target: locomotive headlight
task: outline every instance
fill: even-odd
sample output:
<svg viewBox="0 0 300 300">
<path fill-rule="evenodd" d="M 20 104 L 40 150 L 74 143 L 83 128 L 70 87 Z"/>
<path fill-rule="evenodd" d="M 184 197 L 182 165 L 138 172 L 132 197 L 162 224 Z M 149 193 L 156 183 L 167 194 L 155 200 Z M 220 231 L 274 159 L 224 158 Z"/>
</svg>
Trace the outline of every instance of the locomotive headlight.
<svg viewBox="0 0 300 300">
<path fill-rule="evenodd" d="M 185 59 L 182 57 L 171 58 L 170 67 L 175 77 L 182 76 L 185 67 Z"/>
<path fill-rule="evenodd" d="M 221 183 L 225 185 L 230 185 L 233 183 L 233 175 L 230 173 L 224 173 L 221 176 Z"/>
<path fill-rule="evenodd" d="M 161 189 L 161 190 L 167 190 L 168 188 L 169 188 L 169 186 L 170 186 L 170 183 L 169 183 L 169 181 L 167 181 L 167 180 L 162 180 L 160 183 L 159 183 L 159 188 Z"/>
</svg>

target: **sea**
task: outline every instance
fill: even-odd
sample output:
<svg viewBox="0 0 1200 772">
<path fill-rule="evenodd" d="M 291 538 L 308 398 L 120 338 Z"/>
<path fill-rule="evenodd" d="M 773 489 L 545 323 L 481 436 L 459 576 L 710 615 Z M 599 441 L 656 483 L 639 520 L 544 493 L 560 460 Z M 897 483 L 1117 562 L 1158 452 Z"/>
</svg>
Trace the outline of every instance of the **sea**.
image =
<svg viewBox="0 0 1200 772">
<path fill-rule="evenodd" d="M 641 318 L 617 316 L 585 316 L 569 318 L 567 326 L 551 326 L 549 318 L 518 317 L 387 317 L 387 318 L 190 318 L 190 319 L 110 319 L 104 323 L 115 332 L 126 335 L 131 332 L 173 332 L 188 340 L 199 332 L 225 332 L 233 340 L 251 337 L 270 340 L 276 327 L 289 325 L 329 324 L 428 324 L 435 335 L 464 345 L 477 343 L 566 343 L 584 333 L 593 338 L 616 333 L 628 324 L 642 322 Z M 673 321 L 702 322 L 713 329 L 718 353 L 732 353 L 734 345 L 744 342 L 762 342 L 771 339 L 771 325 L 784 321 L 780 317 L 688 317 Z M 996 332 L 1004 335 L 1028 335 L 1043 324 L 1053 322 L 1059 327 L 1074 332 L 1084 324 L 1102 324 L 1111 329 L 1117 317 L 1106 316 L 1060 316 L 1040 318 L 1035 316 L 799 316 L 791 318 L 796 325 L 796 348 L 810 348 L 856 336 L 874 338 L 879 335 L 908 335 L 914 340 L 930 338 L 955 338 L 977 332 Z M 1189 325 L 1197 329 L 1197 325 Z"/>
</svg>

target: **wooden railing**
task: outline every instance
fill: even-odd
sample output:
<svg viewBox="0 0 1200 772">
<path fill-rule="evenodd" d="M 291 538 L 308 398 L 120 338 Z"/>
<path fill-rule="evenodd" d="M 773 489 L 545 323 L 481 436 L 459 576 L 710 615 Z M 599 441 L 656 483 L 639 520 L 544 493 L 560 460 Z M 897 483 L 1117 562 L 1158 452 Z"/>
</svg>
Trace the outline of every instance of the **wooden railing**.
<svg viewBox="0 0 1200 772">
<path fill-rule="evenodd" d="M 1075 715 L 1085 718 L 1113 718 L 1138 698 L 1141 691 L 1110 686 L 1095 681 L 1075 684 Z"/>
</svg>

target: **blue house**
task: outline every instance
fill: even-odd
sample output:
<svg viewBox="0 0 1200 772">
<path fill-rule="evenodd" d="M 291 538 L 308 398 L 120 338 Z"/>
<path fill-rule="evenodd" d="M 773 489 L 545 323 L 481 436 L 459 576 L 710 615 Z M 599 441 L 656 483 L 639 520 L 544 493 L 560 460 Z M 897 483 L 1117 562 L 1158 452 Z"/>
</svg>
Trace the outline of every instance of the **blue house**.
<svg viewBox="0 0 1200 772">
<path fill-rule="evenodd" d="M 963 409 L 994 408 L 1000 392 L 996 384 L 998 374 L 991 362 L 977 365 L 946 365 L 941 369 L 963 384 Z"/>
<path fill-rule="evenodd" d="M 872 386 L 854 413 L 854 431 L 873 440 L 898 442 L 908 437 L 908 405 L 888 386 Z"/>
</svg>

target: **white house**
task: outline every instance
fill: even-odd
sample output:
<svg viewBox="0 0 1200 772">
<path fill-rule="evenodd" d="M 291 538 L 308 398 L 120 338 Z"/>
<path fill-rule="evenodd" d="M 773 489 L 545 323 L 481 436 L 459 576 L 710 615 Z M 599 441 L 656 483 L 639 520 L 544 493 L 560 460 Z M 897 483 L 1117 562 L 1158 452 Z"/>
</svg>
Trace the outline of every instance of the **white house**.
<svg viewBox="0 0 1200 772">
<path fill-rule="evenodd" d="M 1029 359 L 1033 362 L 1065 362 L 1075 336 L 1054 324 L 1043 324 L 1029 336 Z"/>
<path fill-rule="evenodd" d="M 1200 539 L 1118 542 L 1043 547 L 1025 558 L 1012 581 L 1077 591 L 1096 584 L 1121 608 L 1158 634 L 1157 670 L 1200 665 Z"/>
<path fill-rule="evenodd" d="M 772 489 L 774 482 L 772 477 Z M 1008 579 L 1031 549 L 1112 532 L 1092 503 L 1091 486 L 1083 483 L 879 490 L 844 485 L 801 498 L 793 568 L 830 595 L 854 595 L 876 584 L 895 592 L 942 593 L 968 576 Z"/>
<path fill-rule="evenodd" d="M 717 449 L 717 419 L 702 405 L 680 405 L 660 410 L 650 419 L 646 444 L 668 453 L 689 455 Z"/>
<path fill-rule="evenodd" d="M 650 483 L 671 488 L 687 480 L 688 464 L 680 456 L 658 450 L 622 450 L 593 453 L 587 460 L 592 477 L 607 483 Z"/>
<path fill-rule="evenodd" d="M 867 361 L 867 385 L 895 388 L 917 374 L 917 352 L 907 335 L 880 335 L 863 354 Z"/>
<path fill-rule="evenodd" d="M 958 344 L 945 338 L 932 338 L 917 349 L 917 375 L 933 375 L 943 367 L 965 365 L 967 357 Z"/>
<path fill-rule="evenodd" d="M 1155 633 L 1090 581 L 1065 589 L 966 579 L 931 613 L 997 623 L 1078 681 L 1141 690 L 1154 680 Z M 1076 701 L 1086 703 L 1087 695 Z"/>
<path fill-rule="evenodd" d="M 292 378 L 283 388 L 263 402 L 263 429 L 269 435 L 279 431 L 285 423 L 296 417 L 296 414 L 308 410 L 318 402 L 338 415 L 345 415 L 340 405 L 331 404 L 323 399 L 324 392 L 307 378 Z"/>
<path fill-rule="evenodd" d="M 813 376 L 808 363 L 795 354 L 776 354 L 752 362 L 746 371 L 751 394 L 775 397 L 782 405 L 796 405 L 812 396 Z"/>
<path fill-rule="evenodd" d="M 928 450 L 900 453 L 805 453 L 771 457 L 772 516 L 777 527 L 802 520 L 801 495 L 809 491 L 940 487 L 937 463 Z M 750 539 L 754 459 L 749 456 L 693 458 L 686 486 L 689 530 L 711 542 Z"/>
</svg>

▶ _Exercise instructions_
Could you retype exactly the lines from the first one of the records through the line containing "20 104 L 40", both included, and nothing more?

▶ _Reply_
target: locomotive headlight
task: outline every instance
fill: even-odd
sample output:
<svg viewBox="0 0 300 300">
<path fill-rule="evenodd" d="M 20 104 L 40 150 L 74 143 L 83 128 L 70 87 Z"/>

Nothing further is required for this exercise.